OBJECTIVE A:
From the forum thread about the failed mill gears, set down the passage that begins at the words "Hi everyone, i" and ends after the words "condition you describe.".
OBJECTIVE B:
State whether each statement below agrees with the forum thread about the failed mill gears, answering yes or no and quoting the deciding words from the thread. (i) The poster named wrmiller says that his current 3960 benefits from the belt drive. (ii) The poster named DMS says his 3900 came with metal gears as stock. (iii) George reports that the motor stopped running.
OBJECTIVE C:
Write what comes next in the forum thread about the failed mill gears, continuing from its last sentence.

# help: the gears in my 3900 failed



## garobers@yahoo.com (Oct 27, 2013)

Hi everyone, i have a LMS 3900 High Torque mill and the other day i was cutting some steel when the end mill stopped. Most of the time just raze the end-mill and restart the motor...this time the end-mill would not respond. the motor runs but the spindle's shaft leans and the spindle does not move. Any one ever rebuilt one of these? Another question is the new belt drive better than the metal gears? George


----------



## wrmiller (Oct 28, 2013)

I've not rebuild a gear driven head, mine never got to the condition you describe.

But I can say that the 3960 I have now benefits significantly from the belt drive: quieter, smoother, etc..

Your head is the gear-driven one with the hi-lo range on the side?

Bill


----------



## pdentrem (Oct 28, 2013)

Is there a shear pin or did the key fail, fall out, set screws back off? Might be that simple.
Pierre


----------



## DMS (Oct 28, 2013)

My 3900 had a belt drive stock. I wasn't aware that they offered a version without. I would recommend pulling the top of the head apart (it's straghtforward to do, just watch the cables on the motor, don't let the motor hang by them) and see what's going on. You might have broken or slipped a belt, could be the motor slipped in it's mounting and the belt is just not engaged anymore.

Items from a labeling collection:
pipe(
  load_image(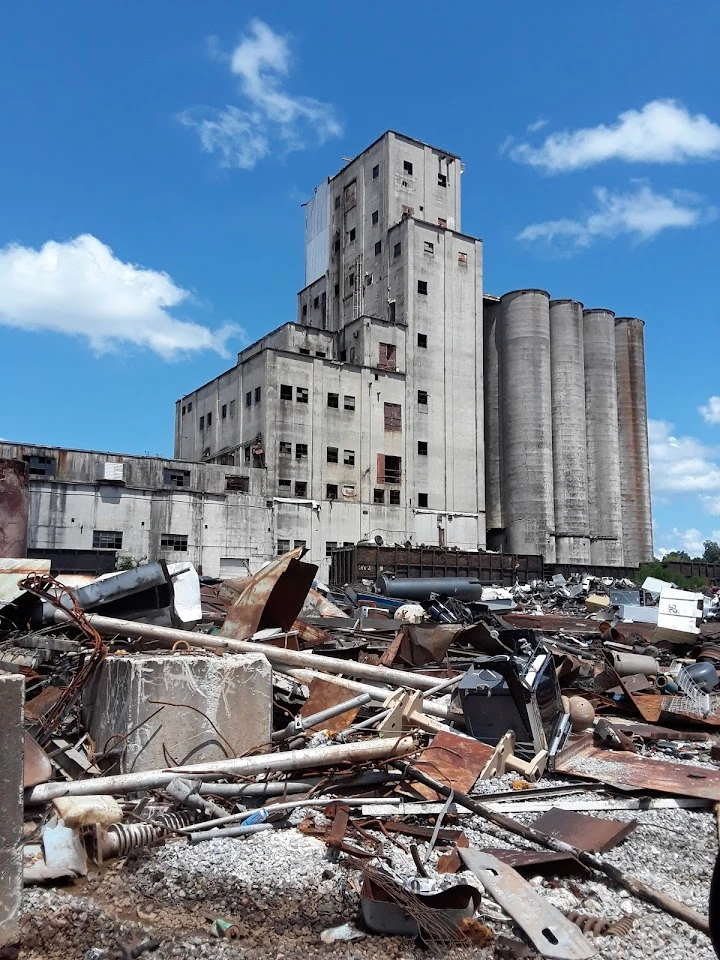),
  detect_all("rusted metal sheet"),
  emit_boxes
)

FINAL RESULT A:
Hi everyone, i have a LMS 3900 High Torque mill and the other day i was cutting some steel when the end mill stopped. Most of the time just raze the end-mill and restart the motor...this time the end-mill would not respond. the motor runs but the spindle's shaft leans and the spindle does not move. Any one ever rebuilt one of these? Another question is the new belt drive better than the metal gears? George


----------



## wrmiller (Oct 28, 2013)

I've not rebuild a gear driven head, mine never got to the condition you describe.

FINAL RESULT B:
(i) Yes: "But I can say that the 3960 I have now benefits significantly from the belt drive: quieter, smoother, etc.."
(ii) No: "My 3900 had a belt drive stock."
(iii) No: "the motor runs but the spindle's shaft leans and the spindle does not move."

FINAL RESULT C:
----------



## garobers@yahoo.com (Oct 29, 2013)

thanks everyone!!

i have not dove into the actual gears yet. I was trying to collect some intel before disassembling the unit. _s the belt drive as good (positive) as the gear drive? i would think that a belt drive would slip.

George_ )


----------



## wrmiller (Oct 30, 2013)

It's a toothed belt. It won't slip.


----------



## garobers@yahoo.com (Dec 15, 2013)

*Re: help: the gears in my 3900 failed and the belt/gear modification pulleys dont fit...never ends*

Hi everyone,
    i purchased one of the new belt/gear modification for my 3900 and none of the pulleys fit the shafts. I am contacting LMS tomorrow. I'll keep everyone informed.  
Thanks
George


----------



## garobers@yahoo.com (Dec 15, 2013)

wrmiller19 said:


> I've not rebuild a gear driven head, mine never got to the condition you describe.
> 
> But I can say that the 3960 I have now benefits significantly from the belt drive: quieter, smoother, etc..
> 
> ...



my 3900 is belt driven (single drive) "metal gear" model.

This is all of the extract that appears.